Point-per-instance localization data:
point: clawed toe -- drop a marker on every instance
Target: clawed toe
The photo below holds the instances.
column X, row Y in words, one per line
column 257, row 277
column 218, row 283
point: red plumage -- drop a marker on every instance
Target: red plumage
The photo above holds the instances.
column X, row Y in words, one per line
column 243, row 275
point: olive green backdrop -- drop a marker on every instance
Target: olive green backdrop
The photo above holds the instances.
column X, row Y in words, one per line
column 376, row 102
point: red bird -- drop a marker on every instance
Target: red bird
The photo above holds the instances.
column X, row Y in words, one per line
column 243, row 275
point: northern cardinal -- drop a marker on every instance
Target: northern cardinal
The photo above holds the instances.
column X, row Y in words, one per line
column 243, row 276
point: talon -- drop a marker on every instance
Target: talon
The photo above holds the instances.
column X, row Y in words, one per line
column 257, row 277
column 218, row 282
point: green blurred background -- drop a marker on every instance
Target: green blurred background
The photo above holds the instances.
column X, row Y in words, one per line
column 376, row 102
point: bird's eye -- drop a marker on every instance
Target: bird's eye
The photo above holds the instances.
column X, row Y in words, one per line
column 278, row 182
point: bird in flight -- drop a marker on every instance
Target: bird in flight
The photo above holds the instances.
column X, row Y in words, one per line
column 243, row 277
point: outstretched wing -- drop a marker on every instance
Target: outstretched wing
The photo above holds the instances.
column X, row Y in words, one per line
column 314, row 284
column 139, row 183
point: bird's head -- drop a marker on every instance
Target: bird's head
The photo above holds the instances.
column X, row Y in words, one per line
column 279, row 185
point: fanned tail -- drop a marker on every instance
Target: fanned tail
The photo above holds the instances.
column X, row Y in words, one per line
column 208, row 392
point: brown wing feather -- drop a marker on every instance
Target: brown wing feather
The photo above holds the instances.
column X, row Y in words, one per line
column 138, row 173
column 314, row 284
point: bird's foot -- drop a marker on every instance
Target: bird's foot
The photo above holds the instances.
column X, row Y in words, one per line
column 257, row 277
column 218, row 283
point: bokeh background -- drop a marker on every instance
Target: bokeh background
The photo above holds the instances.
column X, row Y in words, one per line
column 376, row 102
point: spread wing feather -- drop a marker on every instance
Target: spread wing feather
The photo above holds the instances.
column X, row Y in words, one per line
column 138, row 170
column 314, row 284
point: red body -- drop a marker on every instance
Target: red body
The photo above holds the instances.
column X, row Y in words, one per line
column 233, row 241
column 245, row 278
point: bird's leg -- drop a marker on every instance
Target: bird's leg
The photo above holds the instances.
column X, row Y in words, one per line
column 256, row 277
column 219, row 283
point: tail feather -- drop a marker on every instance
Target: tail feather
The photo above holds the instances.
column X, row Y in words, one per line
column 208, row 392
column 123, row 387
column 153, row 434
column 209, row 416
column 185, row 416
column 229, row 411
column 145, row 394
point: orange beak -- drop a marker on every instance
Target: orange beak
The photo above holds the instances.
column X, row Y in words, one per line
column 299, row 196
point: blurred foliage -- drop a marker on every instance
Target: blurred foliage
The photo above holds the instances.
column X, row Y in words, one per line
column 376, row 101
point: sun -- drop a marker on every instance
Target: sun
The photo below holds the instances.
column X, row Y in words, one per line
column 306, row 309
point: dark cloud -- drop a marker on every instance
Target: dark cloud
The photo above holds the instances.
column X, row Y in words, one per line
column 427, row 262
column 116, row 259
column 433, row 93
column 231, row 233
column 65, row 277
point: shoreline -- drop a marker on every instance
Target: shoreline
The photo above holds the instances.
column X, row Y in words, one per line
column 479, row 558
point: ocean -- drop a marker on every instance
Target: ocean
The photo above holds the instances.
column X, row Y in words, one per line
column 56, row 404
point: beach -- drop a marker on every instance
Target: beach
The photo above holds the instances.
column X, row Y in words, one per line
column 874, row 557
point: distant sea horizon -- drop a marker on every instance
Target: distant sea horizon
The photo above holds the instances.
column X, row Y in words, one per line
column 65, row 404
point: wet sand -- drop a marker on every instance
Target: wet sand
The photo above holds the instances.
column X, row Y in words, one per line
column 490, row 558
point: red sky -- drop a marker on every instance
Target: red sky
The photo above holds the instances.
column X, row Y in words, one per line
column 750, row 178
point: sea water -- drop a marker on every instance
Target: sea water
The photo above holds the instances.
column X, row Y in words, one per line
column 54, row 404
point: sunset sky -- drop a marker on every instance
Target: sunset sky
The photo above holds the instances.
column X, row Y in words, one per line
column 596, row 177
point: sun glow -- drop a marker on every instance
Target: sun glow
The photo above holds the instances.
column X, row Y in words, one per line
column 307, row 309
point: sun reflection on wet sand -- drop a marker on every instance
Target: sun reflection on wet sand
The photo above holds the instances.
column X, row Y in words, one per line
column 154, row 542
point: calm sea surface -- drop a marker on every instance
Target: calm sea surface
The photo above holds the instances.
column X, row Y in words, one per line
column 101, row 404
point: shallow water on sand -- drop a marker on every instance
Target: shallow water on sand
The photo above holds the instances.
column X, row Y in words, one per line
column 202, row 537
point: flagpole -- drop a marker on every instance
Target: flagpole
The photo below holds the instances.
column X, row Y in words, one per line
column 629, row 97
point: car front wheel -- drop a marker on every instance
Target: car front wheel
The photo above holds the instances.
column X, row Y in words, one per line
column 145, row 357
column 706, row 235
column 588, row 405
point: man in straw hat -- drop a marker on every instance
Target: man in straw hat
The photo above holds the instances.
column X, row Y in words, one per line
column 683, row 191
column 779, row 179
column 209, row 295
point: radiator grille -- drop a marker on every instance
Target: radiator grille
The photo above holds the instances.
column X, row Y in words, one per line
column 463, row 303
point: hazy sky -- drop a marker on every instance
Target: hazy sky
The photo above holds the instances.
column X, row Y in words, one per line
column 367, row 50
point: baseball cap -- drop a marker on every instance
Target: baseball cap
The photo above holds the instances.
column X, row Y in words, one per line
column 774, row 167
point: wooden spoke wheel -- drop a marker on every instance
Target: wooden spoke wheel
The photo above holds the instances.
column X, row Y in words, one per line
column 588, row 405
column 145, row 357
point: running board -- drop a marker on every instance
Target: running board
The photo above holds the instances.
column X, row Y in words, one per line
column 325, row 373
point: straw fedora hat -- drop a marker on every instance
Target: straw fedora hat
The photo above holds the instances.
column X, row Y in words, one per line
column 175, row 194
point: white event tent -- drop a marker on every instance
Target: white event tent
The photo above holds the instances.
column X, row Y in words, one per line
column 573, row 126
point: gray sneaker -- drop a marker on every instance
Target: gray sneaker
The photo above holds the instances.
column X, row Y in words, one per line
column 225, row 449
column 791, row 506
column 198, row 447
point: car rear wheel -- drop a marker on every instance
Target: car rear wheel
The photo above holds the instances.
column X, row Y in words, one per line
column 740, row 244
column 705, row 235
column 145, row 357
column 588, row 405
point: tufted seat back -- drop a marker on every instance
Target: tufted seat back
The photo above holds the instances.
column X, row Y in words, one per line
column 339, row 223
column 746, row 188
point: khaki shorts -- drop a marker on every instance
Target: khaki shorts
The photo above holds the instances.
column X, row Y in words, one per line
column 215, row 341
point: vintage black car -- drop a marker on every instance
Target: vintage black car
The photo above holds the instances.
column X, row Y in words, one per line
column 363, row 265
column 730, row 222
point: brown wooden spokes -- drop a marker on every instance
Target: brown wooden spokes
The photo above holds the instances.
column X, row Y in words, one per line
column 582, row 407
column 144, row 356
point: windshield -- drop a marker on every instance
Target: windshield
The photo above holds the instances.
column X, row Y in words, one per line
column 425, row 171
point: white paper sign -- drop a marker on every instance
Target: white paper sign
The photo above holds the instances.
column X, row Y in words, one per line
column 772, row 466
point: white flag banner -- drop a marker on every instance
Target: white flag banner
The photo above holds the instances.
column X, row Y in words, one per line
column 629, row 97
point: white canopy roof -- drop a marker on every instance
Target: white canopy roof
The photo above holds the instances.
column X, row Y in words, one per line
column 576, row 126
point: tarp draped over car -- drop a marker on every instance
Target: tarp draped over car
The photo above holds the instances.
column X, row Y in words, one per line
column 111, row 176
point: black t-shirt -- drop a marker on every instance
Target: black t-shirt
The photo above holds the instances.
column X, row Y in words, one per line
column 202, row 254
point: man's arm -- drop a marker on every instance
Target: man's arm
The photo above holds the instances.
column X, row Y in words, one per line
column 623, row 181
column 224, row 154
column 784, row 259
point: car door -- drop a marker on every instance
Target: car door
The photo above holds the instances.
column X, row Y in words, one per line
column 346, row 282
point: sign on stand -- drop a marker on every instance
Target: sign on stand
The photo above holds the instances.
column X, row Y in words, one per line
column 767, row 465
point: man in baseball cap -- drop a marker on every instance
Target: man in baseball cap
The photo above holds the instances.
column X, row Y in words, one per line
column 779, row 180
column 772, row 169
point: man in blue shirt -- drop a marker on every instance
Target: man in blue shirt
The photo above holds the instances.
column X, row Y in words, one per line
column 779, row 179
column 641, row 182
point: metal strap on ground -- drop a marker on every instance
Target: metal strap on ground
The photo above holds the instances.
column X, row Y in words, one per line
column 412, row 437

:: Activity ::
Select all lines with the word "beak" from the entries above.

:: Task response ::
point: orange beak -- drop a marker on every instance
Target: orange beak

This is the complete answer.